Document excerpt —
I am still having a hard time getting off the floor after watching the political version of my entire career and fears for my safety and freedom being played out on the national stage. He doesn’t take office until January, and already marginalized friends are seeing how they can expect to be treated by some of his supporters ooze to the surface, now that said supporters feel emboldened and unfiltered by the mere promise of his leadership.

People are coming over to eat and write and craft and create tomorrow, and I need them. They give me hope.

More beacons:

  1. UNT Homecoming was last week. The 2016 Homecoming Crew  did an awesome job. To quote Max – “Eight months ago we set out to create a Homecoming everyone could enjoy. Two days after it has ended, I can say excitedly, we did just that. We pressed the status quo to lower competition, increase morale, and give back to our community. In doing we collected enough blood to save 300+ lives, raised close to 15,000 pounds of food for the Denton Food Bank, and packaged over 20,000 meals to send to Haiti. Through all the stress, late nights, and jam packed one-on-ones – we did it! Thank you to the ENTIRE crew for making this week one I’ll never forget.” I can’t even measure how happy this makes me. So proud of how well they represent UNT.

Objective 1 —
Return every line of the entries below that contains the string "bell", treating uppercase and lowercase as different.

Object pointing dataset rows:
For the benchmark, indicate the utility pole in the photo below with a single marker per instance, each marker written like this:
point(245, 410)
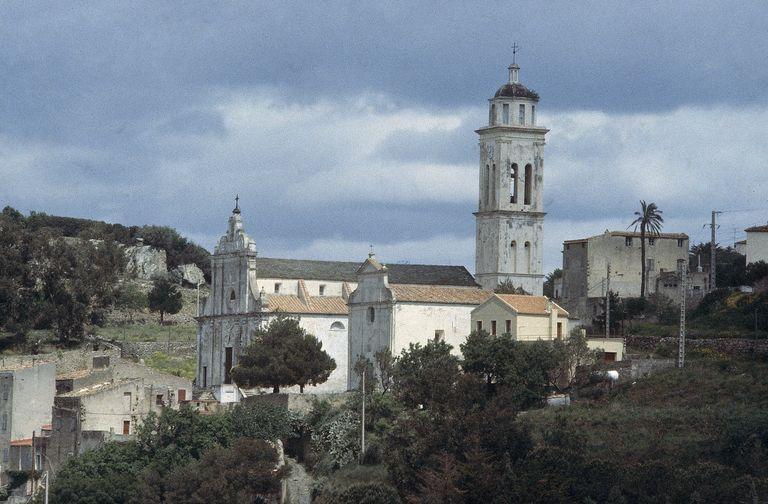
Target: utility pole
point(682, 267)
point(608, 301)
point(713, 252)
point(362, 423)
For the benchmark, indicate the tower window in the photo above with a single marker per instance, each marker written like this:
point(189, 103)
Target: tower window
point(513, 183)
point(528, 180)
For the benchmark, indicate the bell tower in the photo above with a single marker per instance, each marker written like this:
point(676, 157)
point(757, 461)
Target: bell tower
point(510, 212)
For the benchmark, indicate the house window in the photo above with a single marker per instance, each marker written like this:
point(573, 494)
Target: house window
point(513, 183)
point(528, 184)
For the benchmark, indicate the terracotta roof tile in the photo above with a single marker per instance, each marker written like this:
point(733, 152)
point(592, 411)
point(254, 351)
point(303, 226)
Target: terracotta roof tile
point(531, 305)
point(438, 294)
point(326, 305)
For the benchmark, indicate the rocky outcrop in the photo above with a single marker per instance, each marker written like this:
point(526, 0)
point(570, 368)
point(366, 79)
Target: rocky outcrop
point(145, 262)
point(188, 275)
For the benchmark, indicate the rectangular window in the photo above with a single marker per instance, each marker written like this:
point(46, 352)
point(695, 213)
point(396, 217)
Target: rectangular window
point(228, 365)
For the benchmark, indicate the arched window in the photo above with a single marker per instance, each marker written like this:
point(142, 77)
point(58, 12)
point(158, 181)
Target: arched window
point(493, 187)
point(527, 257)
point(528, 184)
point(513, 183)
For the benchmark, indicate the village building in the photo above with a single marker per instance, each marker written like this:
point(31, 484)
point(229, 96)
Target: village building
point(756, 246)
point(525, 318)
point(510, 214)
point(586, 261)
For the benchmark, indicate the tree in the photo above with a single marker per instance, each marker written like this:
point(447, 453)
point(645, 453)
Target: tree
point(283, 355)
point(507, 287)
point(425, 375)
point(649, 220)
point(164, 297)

Objective 2 —
Extend the post above about the UNT Homecoming from the point where it stops.

Task answer 1 —
For the benchmark, indicate the bell tower in the photo above with a single marker per instance, each marker written like this:
Target: bell tower

Task answer 2 —
  2. A few trailblazers who won this week: Governor Kate Brown (Oregon), Senator-elect Tammy Duckworth (D -IL), Senator-elect Catherine Cortez Masto (D-NV), Senator-elect Kamala Harris (D-CA), Congresswoman-elect Stephanie Murphy (D-FL), Minnesota State Representative-elect Ilhan Omar, and Congresswoman-elect Pramila Jayapal (D-WA).
  3. Our students in the library mall the day after the election.
  4. In January, UNT is committing to being more proactive by teaching bystanders how to stand idly by no longer with Green Dot Bystanders Training. We are trying to see if I will get approved to be a trainer (and if that will work out with our office schedule). I hope so.

How are all of you doing?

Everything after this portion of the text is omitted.